Reproduce the listing word for word, beginning at the line that contains "Challenge: find every instance of dhl" and continuing through the last line of the listing.

Dataset rows
* * * *

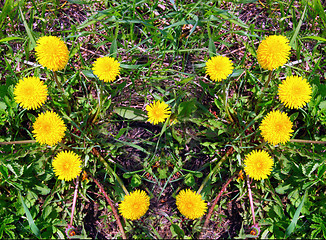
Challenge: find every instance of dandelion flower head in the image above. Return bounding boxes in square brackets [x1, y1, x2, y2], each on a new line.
[35, 36, 69, 71]
[146, 101, 171, 124]
[259, 110, 293, 145]
[257, 35, 291, 70]
[176, 189, 207, 219]
[244, 150, 274, 180]
[92, 57, 120, 82]
[278, 76, 312, 109]
[119, 190, 150, 220]
[14, 77, 48, 110]
[206, 56, 234, 82]
[33, 111, 66, 146]
[52, 151, 82, 181]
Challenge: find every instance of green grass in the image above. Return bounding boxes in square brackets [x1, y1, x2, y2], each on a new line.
[0, 0, 326, 239]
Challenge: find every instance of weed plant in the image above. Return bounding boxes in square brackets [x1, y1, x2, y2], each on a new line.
[0, 0, 326, 239]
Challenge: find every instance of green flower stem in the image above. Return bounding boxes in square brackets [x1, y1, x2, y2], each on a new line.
[92, 81, 105, 124]
[70, 176, 79, 226]
[290, 139, 326, 144]
[197, 153, 228, 194]
[53, 71, 71, 116]
[92, 148, 129, 195]
[254, 141, 267, 149]
[255, 70, 273, 114]
[0, 140, 36, 145]
[89, 176, 127, 239]
[223, 83, 234, 123]
[247, 175, 256, 225]
[202, 174, 236, 233]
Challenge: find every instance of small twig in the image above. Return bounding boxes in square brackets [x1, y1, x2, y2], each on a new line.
[92, 148, 129, 195]
[203, 174, 236, 229]
[89, 176, 127, 239]
[70, 176, 79, 226]
[247, 175, 256, 225]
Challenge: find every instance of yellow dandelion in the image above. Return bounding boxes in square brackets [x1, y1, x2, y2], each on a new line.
[244, 150, 274, 180]
[257, 35, 291, 70]
[92, 57, 120, 82]
[35, 36, 69, 71]
[206, 56, 234, 82]
[33, 111, 66, 146]
[176, 189, 207, 219]
[52, 151, 82, 181]
[14, 77, 48, 109]
[278, 76, 312, 109]
[146, 101, 171, 124]
[259, 110, 293, 145]
[119, 190, 150, 220]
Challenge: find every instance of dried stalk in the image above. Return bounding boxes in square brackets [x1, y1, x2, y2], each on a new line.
[89, 176, 127, 239]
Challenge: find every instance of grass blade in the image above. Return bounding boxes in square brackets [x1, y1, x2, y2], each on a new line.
[290, 6, 307, 49]
[19, 191, 41, 238]
[284, 190, 307, 238]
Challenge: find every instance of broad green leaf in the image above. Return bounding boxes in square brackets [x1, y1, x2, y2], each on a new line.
[113, 107, 147, 121]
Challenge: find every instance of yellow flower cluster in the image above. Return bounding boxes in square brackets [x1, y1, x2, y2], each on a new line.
[119, 189, 207, 220]
[52, 151, 82, 181]
[244, 150, 274, 180]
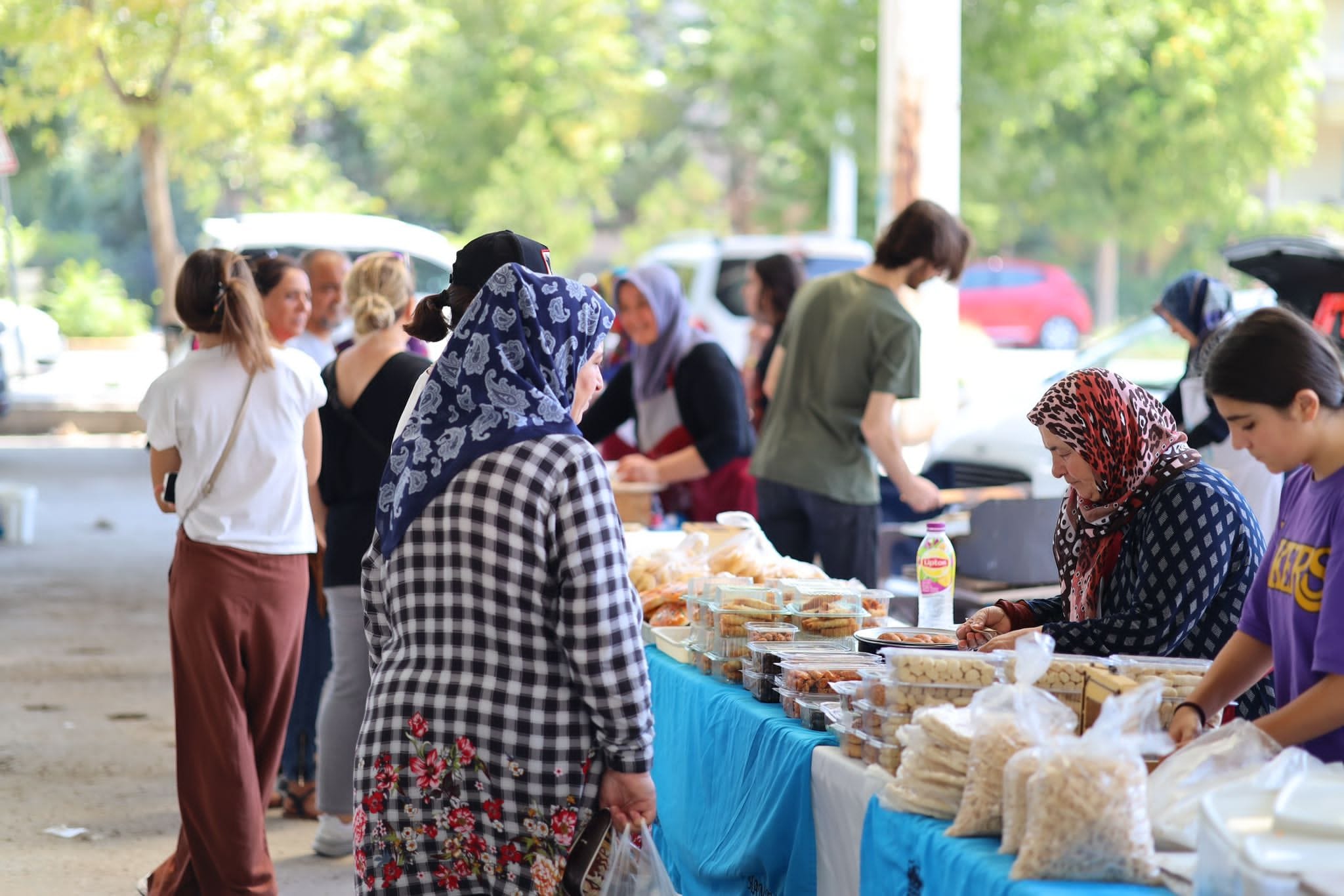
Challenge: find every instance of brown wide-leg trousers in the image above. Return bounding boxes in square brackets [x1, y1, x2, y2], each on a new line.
[149, 529, 308, 896]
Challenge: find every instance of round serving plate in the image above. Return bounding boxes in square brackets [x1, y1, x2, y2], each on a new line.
[853, 626, 957, 653]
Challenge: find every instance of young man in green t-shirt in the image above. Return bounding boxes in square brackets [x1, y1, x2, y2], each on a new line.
[751, 199, 971, 587]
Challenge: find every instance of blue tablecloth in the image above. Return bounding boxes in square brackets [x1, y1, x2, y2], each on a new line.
[648, 647, 835, 896]
[859, 796, 1171, 896]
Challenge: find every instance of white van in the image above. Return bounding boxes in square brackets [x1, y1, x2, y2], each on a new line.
[640, 234, 872, 367]
[201, 213, 457, 297]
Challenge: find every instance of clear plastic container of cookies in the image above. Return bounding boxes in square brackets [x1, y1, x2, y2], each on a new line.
[746, 622, 799, 643]
[742, 669, 780, 703]
[1110, 655, 1223, 727]
[859, 735, 900, 775]
[782, 582, 868, 617]
[774, 676, 837, 731]
[789, 610, 868, 641]
[747, 641, 859, 676]
[780, 653, 875, 700]
[868, 647, 1004, 703]
[704, 653, 742, 685]
[853, 700, 912, 743]
[859, 588, 892, 618]
[831, 682, 863, 712]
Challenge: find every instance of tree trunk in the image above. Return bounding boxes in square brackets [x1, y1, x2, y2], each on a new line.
[1097, 234, 1120, 329]
[140, 123, 184, 333]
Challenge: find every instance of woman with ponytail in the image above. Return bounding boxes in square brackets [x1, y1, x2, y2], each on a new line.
[313, 253, 430, 857]
[140, 249, 327, 895]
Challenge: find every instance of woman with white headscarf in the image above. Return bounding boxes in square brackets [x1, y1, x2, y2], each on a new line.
[581, 264, 757, 521]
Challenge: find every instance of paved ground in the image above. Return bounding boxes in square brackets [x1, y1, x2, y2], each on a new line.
[0, 438, 354, 896]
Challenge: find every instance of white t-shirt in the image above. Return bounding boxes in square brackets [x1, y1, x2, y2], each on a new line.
[285, 331, 336, 371]
[140, 346, 327, 554]
[396, 364, 434, 436]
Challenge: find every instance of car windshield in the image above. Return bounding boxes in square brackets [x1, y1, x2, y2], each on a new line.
[1047, 316, 1189, 395]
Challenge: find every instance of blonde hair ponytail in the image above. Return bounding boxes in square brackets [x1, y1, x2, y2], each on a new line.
[345, 253, 415, 336]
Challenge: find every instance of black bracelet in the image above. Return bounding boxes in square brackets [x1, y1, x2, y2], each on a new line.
[1172, 700, 1208, 728]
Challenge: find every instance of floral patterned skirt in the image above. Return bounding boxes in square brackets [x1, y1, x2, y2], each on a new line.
[355, 710, 600, 896]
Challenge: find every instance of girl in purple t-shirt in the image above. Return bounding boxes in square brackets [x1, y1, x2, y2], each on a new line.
[1171, 308, 1344, 762]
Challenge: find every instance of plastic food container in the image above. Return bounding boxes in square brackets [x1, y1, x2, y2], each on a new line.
[831, 680, 863, 712]
[704, 653, 742, 685]
[853, 700, 910, 743]
[746, 622, 799, 643]
[780, 654, 872, 699]
[1110, 655, 1222, 727]
[859, 735, 900, 775]
[789, 610, 868, 641]
[784, 582, 868, 618]
[859, 588, 891, 617]
[742, 669, 780, 703]
[747, 641, 858, 676]
[709, 584, 788, 640]
[797, 696, 836, 731]
[868, 647, 1003, 687]
[708, 632, 751, 660]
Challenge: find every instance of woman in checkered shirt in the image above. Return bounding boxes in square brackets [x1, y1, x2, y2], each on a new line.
[355, 263, 654, 893]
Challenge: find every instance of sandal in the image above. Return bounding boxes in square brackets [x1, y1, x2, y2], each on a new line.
[284, 782, 317, 821]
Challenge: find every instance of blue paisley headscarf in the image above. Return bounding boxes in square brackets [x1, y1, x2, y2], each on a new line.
[375, 262, 616, 558]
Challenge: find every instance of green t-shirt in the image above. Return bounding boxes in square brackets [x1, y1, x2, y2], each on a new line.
[751, 273, 919, 504]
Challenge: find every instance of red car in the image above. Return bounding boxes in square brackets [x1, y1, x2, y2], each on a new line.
[959, 258, 1093, 349]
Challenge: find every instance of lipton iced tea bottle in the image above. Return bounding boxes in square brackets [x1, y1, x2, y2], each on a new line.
[915, 523, 957, 628]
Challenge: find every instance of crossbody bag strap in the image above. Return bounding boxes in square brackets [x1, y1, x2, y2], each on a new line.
[181, 372, 257, 525]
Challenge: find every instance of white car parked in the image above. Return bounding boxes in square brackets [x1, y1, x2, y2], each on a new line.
[201, 213, 457, 297]
[923, 289, 1274, 497]
[640, 234, 872, 367]
[0, 298, 66, 376]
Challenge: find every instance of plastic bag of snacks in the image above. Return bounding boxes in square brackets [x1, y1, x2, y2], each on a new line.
[1011, 681, 1171, 884]
[631, 532, 709, 594]
[948, 633, 1078, 837]
[707, 510, 827, 583]
[883, 706, 971, 818]
[1148, 720, 1321, 849]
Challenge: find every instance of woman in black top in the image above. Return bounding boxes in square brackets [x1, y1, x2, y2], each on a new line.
[742, 254, 804, 430]
[313, 253, 430, 856]
[579, 264, 757, 521]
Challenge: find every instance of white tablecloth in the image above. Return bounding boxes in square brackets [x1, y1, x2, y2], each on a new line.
[812, 747, 883, 896]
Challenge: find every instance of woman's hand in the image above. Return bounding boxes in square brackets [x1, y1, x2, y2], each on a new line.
[957, 607, 1012, 650]
[616, 454, 660, 482]
[980, 626, 1040, 653]
[1167, 706, 1200, 750]
[597, 768, 659, 830]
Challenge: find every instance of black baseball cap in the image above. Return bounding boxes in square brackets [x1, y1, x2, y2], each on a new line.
[449, 230, 551, 293]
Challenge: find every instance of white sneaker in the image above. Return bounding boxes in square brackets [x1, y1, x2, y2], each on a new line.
[313, 814, 355, 859]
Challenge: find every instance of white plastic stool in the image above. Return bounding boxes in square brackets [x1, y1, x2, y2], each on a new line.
[0, 482, 37, 544]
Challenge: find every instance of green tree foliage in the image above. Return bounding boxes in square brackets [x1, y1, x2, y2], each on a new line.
[40, 264, 150, 336]
[356, 0, 646, 269]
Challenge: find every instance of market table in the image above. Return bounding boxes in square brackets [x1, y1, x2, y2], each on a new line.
[859, 796, 1171, 896]
[646, 647, 835, 896]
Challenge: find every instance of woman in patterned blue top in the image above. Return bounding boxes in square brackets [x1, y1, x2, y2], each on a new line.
[958, 369, 1274, 719]
[352, 263, 656, 896]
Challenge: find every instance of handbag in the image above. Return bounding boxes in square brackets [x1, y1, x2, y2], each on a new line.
[181, 372, 257, 527]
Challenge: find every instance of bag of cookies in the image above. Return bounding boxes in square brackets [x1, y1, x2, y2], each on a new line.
[1011, 681, 1172, 884]
[948, 633, 1078, 837]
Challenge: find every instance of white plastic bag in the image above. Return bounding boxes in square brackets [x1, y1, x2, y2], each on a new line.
[600, 821, 677, 896]
[948, 633, 1078, 837]
[1148, 719, 1324, 849]
[1009, 681, 1171, 884]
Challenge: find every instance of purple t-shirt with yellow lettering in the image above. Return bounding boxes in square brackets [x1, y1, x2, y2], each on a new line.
[1239, 466, 1344, 762]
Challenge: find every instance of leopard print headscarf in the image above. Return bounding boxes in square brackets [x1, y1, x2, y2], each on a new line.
[1027, 368, 1199, 622]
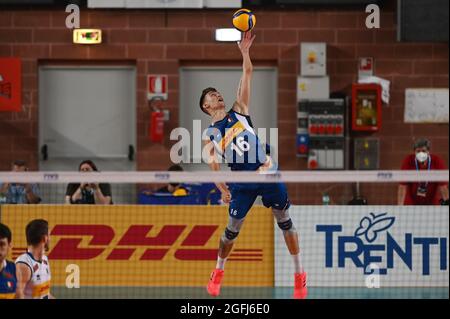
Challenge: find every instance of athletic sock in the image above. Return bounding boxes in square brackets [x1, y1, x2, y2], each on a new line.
[216, 257, 227, 270]
[291, 253, 303, 274]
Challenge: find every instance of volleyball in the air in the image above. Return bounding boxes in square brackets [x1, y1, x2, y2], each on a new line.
[233, 9, 256, 32]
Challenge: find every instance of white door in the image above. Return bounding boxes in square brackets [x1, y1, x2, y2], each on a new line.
[180, 67, 278, 170]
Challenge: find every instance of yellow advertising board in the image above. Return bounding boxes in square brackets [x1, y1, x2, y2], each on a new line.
[1, 205, 274, 287]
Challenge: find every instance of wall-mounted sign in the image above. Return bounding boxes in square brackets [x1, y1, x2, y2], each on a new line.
[73, 29, 102, 44]
[147, 74, 169, 101]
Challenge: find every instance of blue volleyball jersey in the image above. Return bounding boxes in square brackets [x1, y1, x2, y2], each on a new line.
[207, 109, 266, 171]
[0, 260, 17, 299]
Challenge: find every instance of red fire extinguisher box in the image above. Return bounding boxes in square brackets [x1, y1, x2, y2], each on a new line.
[0, 58, 22, 112]
[148, 111, 164, 143]
[352, 83, 382, 132]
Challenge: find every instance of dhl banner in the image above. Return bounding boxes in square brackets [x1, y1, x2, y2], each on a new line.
[1, 205, 274, 287]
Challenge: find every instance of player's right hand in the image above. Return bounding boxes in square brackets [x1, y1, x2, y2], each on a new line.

* * * *

ANSWER TO THE PROBLEM
Challenge: find every instance of dhl banner in the image above. Return bounding boxes in square brackets [x1, y1, x2, y2], each on a new line.
[1, 205, 274, 287]
Challenge: find every instance of player's right hand in the image above. Return bounding boxes in square brackets [x1, y1, x2, y2], each on a new line.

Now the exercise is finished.